TASKS TO CARRY OUT:
a. Give every parameter name and its value from the testing setup in the write-up on training game agents.
b. Answer these from the write-up on training game agents:
(i) How many agents were used in testing?
(ii) What tile could the best agent reach after 500 generations?
(iii) Around the generation where the best agent reached 512, how often did a generation have an agent reach 512?
c. Shorten the paragraph of the write-up on training game agents that begins "Looking a little bit further" and keep its main facts.

I also added some quality of life features like the ability to save and load the current generation from a file and the ability replay (and visualize) the previous game that an agent played. All random values were created using seeded random streams so the entire system would produce repeatable results when using the same initial seed.

The parameters I used for my testing were as follows:

survival_rate = 0.5 
mutation_rate = 0.001
crossover_rate = 0.7
n_agents = 1500

Results

The initial generation of agents was essentially random output, and they clearly don't make it very far, as the median agent of that generation shows.

The median agent after the first generation

However, there were some agents who did relatively well by chance. This is the best agent from the first generation. You can see that it is still pretty random motions with lots of back and forth, but this agent does well because it varies the selected move instead of just always picking a single direction (which almost always ends the game within a few turns).

The best agent after the first generation

After training for a while, an improvement is definitely noticeable as the best agent after 500 generations is able to reach 256 and had all the tiles available to make 512 when the game ended.

Looking at the median agent shows that the population as a whole is progressing. This agent gets two 64 tiles by the time it finishes the game.

After training for 500 more generations, the best agent can reach 512. However, the median agent doesn't seem to have progressed much, only just barely reaching 128. Additionally, looking at some of the surrounding generations shows that the best agent of this generation got lucky to hit 512 as only about 1 in every 10 generations had an agent reach 512.

Looking a little bit further, it seems that the population has learned the game up to a point, but there is still quite a bit of random luck involved in getting a good score. Taking the best agent and having it play a couple new games generates some very interesting results (a new game is a game with different random seeds than the one it used to get its high score during the fitness test - this just changes where the new tiles pop up during the game) . We can see that on new games, this agent performs very similarly to the median agent.

The best agent after 1000 generations playing a new game

The best agent after 1000 generations playing another new game

Additionally, having the median agent play two new games shows very similar results to the best agent's new games.

THE DATA:
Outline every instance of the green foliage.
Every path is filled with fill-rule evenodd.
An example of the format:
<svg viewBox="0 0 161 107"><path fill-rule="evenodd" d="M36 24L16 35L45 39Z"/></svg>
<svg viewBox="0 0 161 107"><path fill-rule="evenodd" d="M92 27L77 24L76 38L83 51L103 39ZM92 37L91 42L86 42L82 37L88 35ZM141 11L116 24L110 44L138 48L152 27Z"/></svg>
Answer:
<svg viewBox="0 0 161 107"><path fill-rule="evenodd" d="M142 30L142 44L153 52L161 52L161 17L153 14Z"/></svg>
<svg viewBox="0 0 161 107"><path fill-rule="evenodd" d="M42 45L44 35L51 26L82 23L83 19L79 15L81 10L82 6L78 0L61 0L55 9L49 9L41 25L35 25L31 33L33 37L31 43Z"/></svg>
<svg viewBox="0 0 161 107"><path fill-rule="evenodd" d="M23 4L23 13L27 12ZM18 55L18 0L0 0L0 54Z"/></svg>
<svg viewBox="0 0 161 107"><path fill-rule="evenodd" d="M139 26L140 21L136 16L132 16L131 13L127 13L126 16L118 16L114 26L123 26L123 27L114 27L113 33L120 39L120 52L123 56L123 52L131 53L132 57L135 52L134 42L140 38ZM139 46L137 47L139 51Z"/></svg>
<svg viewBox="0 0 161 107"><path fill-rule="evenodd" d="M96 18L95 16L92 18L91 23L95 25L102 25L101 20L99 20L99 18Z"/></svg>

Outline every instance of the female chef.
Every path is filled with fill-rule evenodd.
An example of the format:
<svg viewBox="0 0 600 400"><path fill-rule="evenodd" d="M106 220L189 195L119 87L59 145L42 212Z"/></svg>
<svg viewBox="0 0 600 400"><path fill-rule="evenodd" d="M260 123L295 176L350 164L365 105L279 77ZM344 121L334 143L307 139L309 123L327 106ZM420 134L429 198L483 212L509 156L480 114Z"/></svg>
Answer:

SOLUTIONS TO EACH TASK:
a.
survival_rate = 0.5
mutation_rate = 0.001
crossover_rate = 0.7
n_agents = 1500

b.
(i) 1500
(ii) 256
(iii) About 1 in every 10 generations

c. The population has learned the game up to a point, but a good score still depends heavily on luck. When the best agent plays new games, its results are very similar to the median agent's. A new game uses different random seeds than the fitness test did, which only changes where new tiles appear.